**PROBLEM**
Set down, exactly and in full, the line holding "What are the coordinates of the man's" and all the lines after it until the listing ends, and nothing else.

**RECORD SET**
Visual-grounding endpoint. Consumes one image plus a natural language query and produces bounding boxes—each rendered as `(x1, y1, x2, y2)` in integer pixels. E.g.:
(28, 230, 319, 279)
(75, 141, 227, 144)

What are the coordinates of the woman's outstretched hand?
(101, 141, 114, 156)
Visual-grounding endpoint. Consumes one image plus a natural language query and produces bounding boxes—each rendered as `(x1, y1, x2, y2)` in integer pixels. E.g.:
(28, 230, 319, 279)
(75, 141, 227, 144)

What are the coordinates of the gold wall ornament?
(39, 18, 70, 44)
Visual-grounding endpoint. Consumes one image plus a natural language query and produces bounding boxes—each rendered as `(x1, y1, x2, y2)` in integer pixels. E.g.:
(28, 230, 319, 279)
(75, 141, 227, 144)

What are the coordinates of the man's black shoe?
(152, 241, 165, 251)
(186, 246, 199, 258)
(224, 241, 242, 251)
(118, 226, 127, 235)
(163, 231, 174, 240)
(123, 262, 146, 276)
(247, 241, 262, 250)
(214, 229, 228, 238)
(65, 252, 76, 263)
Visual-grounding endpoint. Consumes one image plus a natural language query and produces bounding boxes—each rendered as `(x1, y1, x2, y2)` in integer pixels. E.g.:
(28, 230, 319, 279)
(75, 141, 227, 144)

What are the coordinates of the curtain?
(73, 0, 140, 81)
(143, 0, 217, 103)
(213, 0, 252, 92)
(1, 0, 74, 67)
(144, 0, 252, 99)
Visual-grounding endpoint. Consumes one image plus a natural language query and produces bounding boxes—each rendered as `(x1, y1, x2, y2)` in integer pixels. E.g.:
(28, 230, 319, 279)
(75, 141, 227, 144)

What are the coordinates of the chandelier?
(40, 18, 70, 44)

**SOLVED PROBLEM**
What are the coordinates of the man's black shoe?
(152, 241, 165, 251)
(186, 246, 199, 258)
(224, 241, 242, 251)
(118, 226, 127, 235)
(163, 231, 174, 240)
(123, 262, 146, 276)
(247, 241, 262, 250)
(214, 229, 228, 238)
(65, 252, 76, 263)
Visual-grounding endpoint. Consumes one image plus a natural language query and produces bounding boxes—each rendered as `(x1, y1, x2, y2)` in integer pixels. E.g.:
(28, 230, 319, 279)
(75, 141, 227, 144)

What are the coordinates of the curtain?
(73, 0, 140, 81)
(143, 0, 217, 103)
(213, 0, 252, 92)
(1, 0, 74, 67)
(144, 0, 252, 99)
Visual-grounding endpoint. Consumes one image plus a natural language query and produces bounding boxes—each rendered as `(x1, y1, x2, y2)` in integer pixels. E.g.:
(28, 230, 319, 279)
(75, 141, 227, 144)

What are the coordinates of the chandelier?
(40, 18, 70, 44)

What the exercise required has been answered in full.